%%
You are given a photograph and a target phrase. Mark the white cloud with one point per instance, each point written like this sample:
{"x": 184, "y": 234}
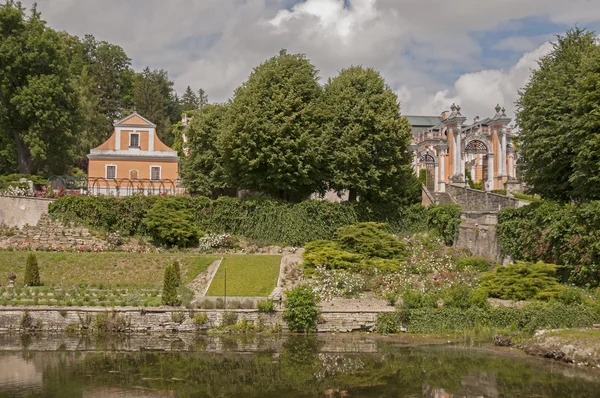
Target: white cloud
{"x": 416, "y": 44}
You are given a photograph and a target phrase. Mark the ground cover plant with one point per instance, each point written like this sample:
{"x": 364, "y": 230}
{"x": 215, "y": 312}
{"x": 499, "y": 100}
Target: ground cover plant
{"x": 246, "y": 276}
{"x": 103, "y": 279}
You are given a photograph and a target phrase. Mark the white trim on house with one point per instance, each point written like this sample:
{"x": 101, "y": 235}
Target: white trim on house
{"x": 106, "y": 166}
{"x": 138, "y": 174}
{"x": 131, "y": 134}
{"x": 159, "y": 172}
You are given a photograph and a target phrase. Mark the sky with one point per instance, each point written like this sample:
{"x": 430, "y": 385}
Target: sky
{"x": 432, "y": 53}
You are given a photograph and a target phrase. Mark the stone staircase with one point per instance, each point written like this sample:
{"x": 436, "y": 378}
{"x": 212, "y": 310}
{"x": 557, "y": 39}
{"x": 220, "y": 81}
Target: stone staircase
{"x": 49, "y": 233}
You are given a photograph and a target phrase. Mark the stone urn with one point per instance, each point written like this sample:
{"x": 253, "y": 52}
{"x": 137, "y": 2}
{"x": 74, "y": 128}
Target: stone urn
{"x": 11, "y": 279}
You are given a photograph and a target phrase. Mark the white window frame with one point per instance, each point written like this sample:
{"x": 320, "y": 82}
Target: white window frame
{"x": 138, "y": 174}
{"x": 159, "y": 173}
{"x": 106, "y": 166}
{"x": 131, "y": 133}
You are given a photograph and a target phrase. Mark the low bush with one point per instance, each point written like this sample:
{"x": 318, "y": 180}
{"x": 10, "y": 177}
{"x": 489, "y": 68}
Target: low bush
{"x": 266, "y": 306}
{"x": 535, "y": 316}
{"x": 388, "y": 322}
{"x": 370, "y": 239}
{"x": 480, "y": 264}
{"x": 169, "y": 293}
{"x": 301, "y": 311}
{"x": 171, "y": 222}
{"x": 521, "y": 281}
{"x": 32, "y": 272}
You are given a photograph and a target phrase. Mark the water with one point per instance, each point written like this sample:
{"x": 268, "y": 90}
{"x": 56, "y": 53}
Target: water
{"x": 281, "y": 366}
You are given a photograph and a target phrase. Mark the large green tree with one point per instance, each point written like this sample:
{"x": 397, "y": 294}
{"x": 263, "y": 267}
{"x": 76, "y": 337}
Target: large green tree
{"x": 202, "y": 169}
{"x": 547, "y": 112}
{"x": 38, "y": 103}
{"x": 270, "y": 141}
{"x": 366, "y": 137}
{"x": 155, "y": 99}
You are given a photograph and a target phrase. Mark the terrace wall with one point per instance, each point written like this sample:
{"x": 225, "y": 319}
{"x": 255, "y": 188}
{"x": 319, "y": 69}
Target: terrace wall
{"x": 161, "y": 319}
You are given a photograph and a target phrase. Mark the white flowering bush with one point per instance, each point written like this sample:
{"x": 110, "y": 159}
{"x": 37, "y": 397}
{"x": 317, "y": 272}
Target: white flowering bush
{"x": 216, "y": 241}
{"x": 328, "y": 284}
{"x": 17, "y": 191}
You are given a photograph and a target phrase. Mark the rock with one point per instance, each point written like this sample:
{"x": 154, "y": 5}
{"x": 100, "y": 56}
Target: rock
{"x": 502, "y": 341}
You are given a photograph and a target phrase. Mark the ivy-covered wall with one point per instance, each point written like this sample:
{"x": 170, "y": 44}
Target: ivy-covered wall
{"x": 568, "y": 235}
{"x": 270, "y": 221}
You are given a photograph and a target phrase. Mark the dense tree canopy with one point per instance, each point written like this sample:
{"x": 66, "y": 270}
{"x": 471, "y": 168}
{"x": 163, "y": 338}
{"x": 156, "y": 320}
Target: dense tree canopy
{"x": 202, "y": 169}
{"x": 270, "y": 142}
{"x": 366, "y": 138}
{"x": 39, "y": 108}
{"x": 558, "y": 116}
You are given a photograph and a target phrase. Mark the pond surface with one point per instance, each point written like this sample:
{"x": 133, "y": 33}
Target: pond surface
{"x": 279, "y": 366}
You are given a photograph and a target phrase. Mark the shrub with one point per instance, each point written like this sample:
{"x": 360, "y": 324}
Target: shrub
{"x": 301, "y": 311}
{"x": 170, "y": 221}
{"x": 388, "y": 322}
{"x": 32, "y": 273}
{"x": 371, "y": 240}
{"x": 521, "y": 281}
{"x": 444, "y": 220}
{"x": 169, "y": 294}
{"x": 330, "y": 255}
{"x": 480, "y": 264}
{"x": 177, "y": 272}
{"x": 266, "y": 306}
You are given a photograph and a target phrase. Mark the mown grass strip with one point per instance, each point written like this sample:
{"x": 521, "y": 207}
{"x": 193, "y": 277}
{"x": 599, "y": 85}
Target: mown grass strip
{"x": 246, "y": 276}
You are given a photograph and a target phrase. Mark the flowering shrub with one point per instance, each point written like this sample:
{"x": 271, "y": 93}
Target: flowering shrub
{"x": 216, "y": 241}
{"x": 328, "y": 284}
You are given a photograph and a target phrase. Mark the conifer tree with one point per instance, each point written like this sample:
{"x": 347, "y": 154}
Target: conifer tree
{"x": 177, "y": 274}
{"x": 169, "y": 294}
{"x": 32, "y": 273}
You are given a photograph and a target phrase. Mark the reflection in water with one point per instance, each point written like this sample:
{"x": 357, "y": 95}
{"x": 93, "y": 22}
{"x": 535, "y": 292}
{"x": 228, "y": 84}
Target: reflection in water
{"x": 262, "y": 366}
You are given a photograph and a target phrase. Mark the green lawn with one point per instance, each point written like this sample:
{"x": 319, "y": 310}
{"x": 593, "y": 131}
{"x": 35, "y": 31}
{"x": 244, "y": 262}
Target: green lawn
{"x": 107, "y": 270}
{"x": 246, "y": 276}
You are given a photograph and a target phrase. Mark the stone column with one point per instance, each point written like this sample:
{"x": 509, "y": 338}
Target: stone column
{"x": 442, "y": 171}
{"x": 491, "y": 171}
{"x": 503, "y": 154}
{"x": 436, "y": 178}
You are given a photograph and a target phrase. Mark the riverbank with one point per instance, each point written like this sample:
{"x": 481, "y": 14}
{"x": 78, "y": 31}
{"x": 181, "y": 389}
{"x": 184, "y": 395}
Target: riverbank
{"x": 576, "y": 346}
%%
%%
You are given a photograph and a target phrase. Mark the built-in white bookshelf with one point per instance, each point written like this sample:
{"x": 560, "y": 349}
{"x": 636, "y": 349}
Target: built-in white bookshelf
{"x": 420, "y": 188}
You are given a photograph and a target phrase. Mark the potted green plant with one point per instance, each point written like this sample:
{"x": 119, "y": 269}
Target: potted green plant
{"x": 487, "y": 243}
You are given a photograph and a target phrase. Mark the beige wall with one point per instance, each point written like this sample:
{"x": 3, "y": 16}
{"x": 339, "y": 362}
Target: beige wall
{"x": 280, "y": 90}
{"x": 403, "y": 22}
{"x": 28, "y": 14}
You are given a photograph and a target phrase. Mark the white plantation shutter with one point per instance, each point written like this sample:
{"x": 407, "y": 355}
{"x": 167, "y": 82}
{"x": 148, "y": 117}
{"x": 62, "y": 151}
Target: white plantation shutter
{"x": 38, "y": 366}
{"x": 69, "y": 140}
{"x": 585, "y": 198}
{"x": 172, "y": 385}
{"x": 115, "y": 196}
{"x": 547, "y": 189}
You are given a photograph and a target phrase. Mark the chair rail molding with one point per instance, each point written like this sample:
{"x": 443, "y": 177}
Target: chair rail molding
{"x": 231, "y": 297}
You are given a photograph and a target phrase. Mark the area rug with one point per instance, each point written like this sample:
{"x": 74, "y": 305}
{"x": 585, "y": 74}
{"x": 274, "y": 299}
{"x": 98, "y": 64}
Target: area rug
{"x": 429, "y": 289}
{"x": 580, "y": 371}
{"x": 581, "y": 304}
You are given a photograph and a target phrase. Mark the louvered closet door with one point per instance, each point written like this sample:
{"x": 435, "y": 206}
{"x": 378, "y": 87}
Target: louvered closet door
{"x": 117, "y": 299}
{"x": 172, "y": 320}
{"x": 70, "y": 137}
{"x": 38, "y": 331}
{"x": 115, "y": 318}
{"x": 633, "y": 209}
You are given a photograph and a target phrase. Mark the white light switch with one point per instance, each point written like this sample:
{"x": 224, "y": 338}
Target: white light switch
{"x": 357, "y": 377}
%%
Copy out every line of the items above that contains "trim". Matching is case-sensitive.

You are given a photograph and a target phrase. Mark the white trim on house with one point per instance, each point written like this sample:
Target: white trim on house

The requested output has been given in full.